= Data listing =
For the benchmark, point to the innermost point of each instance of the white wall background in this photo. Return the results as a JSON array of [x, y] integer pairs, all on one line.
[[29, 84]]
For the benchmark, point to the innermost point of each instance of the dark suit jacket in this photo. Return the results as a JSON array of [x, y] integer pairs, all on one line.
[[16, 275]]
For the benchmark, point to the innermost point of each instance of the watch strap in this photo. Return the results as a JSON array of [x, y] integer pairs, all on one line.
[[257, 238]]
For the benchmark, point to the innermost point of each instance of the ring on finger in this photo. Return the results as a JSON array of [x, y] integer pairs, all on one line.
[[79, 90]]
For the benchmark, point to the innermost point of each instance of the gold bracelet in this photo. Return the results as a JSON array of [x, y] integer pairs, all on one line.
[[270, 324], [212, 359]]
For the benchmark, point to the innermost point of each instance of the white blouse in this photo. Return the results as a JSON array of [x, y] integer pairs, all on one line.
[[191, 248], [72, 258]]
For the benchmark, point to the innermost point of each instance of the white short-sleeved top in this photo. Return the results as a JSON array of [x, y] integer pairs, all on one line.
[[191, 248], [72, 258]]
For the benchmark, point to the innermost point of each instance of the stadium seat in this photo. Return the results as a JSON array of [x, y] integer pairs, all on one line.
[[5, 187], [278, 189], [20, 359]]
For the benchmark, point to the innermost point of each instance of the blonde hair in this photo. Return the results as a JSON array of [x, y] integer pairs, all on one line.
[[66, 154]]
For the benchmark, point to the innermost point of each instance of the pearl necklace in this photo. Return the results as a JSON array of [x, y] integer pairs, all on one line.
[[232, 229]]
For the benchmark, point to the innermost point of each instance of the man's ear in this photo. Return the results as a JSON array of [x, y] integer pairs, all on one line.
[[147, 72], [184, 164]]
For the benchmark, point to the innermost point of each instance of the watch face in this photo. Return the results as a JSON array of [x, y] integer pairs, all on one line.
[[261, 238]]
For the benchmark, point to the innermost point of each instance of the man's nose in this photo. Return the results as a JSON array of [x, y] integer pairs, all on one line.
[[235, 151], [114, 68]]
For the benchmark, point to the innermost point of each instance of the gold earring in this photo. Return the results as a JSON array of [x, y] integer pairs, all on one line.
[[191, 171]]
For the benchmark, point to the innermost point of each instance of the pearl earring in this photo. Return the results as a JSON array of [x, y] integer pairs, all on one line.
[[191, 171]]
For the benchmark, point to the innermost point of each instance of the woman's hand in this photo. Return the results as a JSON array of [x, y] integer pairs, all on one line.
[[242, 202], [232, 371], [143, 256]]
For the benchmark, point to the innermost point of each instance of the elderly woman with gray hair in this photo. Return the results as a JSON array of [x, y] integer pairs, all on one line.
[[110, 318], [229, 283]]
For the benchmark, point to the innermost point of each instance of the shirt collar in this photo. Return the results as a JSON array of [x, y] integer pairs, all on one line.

= Directions =
Please output the rows again unchanged, starting at the line with "the gold earring" and continuing through the last row.

= The response =
For the benchmark, point to the innermost point of each instance of the gold earring in this photo. Return the results as a JSON array of [x, y] integer pairs, all on one line.
[[191, 171]]
For the benchmark, point to the innermost point of each instance of the pearl earring in this photo. Return the results as a JSON array of [x, y] integer pairs, all on one line.
[[191, 171]]
For the benchmark, point to the innermost point of each instance of the woman's hand in this photo. Return the results as a JSON array of [x, y] integer pairs, all on one line.
[[242, 202], [232, 371], [143, 256]]
For the benchmark, point to the innermost point of each instance of the elderly woman with gray hair in this photo. Return the results as a JSON array of [x, y] integer pairs, all on one line.
[[110, 318], [229, 283]]
For the benchmark, point to the innermost point of each instance of the shirt collar in this photo. Return the results as a JSON array of [x, y] integer pairs, all on one line.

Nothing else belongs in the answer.